- [Records for the exercise]
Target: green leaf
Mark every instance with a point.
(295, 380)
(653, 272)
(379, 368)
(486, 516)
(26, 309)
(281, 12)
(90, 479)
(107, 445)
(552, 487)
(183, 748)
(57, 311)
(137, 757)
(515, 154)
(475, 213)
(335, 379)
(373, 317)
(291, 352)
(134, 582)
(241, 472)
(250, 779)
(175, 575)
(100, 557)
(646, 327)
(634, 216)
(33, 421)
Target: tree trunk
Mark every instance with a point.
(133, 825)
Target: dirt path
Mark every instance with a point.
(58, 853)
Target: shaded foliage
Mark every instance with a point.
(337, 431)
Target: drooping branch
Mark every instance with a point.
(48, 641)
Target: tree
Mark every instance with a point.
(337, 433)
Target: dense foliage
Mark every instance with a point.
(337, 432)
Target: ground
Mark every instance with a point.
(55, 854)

--

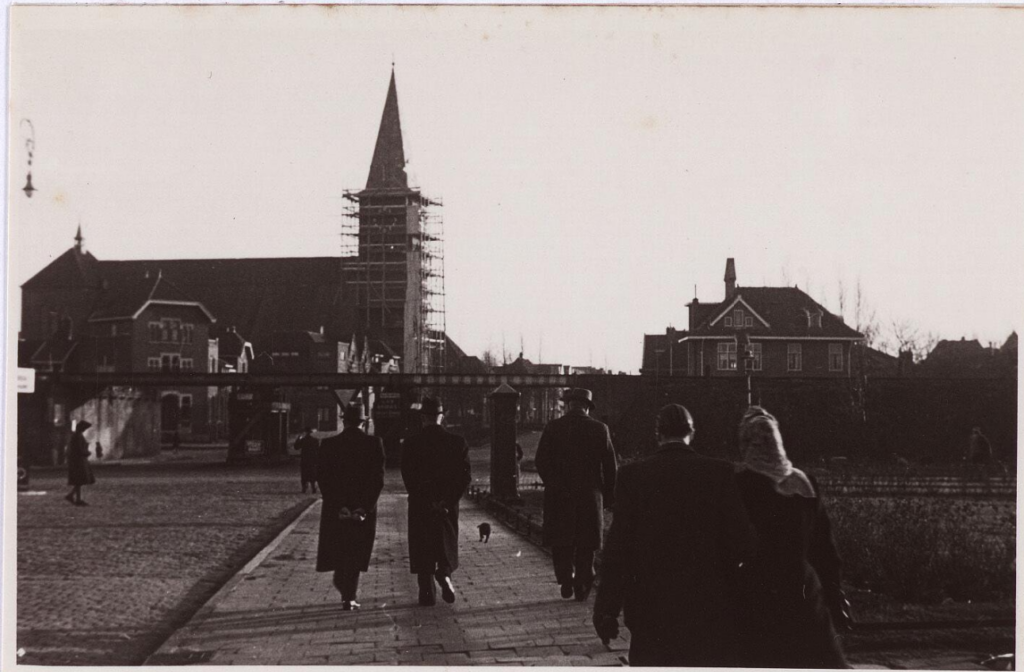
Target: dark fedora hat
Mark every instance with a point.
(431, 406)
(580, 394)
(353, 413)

- [Goal of the exercise]
Count the lines in the data above that contain the string "foliage", treating uppercase and lowercase as different. Give only the number.

- [Response]
2